### Excerpted text

There were six fights in total, two for each matador. Before the fights began, there were quite a lot of prancing horses and men parading around in their glittering skintight pants. After some generous pomp and circumstance (accompanied by a full orchestra), the fights began. Each fight progressed in much the same way. First, the bull was released and various men would flash pink and yellow capes at them and then dodge around the bull or behind the wall of the arena. Next, men on horses would emerge bearing long spears. The bull would charge the horse while the rider jabbed the spears into the bull’s neck. The horses were very well padded, but multiple bulls managed to lift the horses off the ground, and one managed to bowl both horses over.

A couple of my friends who were initially reticent about attending due to the barbaric nature of the spectacle quickly became more concerned about the wellbeing of the horses than of the bulls, understandably so as the horses were blindfolded and, once knocked over, had to be yanked to their feet by the reins and the tail. (Ouch.)

After the bull had been speared a couple of times and the horses had left the arena, the matador would emerge with two banderillas, or barbed sticks covered in colored tassels. These would be thrust into the spine of the bull and stayed there. After six or more of these banderillas were hanging from the bull, the final stage would begin. The matador enters the ring alone, bearing nothing but a sword and a red cape, which does not, in fact, anger the bull because bulls are colorblind. The color is simply a matter of tradition. After making a show of fluttering the cape and dodging the bull’s charges, the matador would raise his spear and a hush would fall over the crowd. And by hush, I mean everybody in the crowd goes “Shhhhh” all at once. This signifies the beginning of the end for the bull, which already has lost a lot of blood and is growing weaker. The matador then runs forward and plunges his sword into the bull’s neck, forcing the bull onto its knees and finishing the fight.

Each time, the fight was slightly different. The second matador was quite a show-off, although he can hardly be blamed in such a situation where so many eyes are upon him. Another had lost an eye to a bull’s horn in a past fight, showing exactly how dangerous the sport can be. An even more dramatic  example came during the fifth bout, when the same showboating matador faced his second bull alone with his cape and sword. The bull charged and the matador twisted away, but the bull jerked his head in the same direction and knocked him to the ground. The bull then gored the man in the stomach (breaking a few ribs as well as skin) as other men rushed the field to distract the bull with capes and by pulling on its tail. The other matadors entered the ring to support their injured colleague while the bull was distracted, but rather than leave the ring, the matador determined to finish the fight. Even with his torso covered in blood, he actually managed to kill the bull, securing an enduring wave of cheers and white handkerchiefs from the crowd and his second and third ears of the evening.

[Source data]

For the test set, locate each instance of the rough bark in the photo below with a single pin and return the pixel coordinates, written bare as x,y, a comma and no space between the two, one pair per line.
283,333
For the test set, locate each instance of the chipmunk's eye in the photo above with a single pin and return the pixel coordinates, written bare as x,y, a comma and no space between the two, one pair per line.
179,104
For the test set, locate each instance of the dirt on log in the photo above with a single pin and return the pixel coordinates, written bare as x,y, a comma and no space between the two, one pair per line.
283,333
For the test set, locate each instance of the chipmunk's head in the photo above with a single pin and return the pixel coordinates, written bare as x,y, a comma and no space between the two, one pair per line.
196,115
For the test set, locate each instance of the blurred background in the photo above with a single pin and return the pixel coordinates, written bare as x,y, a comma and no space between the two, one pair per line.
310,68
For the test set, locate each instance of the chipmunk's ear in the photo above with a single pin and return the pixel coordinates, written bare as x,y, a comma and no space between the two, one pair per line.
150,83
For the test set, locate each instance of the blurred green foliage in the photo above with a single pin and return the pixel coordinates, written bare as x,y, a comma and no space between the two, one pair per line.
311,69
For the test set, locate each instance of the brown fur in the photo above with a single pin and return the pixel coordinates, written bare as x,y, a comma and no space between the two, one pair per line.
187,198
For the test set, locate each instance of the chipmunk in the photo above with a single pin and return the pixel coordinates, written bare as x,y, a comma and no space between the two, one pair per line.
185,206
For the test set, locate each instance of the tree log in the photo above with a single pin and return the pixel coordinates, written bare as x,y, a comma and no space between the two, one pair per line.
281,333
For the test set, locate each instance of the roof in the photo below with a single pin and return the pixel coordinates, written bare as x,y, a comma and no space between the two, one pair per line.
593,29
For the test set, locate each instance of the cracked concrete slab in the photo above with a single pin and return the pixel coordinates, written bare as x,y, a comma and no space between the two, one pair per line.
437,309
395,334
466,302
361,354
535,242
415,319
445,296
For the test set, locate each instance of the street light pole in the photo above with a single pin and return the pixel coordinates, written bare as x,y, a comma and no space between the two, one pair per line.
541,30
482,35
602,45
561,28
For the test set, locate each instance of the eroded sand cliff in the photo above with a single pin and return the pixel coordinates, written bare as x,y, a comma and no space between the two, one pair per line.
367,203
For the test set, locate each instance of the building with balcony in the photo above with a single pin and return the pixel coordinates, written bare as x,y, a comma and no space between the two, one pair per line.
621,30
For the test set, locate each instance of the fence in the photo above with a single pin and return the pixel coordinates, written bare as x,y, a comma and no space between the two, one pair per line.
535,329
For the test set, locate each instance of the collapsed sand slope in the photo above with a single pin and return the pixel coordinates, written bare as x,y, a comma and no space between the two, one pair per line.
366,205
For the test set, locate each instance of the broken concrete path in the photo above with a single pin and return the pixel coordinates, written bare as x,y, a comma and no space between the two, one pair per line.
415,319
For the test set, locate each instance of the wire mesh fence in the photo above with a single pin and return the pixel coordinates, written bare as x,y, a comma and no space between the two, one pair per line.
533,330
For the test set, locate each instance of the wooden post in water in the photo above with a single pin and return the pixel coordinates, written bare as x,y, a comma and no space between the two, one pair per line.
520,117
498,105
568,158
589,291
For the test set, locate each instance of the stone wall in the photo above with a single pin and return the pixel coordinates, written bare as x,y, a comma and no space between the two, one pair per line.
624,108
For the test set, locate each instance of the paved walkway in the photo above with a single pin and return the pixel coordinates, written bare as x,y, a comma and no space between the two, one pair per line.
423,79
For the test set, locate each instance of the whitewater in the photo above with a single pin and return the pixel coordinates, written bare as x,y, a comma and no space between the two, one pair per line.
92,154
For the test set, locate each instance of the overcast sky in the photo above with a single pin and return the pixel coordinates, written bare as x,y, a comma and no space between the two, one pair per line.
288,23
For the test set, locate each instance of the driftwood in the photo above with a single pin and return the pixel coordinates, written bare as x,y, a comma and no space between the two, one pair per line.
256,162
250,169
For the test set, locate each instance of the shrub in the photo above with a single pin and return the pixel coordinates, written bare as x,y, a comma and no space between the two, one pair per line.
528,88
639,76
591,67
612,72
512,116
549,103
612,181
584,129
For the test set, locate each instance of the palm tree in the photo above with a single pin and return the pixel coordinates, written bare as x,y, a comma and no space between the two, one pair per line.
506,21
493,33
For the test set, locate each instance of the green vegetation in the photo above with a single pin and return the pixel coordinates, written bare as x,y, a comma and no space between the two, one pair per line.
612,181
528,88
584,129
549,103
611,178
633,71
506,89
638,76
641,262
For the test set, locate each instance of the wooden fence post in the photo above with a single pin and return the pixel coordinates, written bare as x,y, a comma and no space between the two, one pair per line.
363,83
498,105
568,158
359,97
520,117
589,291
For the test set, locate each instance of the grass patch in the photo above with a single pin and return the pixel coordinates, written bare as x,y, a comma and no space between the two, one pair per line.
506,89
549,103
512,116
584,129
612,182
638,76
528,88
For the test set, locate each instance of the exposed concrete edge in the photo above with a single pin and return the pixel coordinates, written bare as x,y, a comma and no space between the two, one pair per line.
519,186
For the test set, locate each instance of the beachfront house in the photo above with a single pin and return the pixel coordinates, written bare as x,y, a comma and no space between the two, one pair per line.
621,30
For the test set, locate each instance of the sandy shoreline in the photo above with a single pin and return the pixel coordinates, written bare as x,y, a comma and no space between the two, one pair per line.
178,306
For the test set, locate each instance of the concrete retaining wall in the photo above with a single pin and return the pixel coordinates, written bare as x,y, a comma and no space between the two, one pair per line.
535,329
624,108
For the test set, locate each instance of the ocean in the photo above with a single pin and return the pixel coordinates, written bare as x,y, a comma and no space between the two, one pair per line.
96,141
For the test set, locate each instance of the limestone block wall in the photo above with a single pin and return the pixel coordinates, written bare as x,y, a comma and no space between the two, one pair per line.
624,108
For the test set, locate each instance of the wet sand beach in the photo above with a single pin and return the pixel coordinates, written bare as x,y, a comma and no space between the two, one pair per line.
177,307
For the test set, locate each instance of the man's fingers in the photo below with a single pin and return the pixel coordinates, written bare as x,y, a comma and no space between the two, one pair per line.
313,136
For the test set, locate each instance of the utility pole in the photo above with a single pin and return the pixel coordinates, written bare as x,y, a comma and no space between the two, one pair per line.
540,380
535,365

### What the task requires
Reproduce word for word everything in the bullfight account from "A couple of my" down to "the tail. (Ouch.)".

### Problem solution
A couple of my friends who were initially reticent about attending due to the barbaric nature of the spectacle quickly became more concerned about the wellbeing of the horses than of the bulls, understandably so as the horses were blindfolded and, once knocked over, had to be yanked to their feet by the reins and the tail. (Ouch.)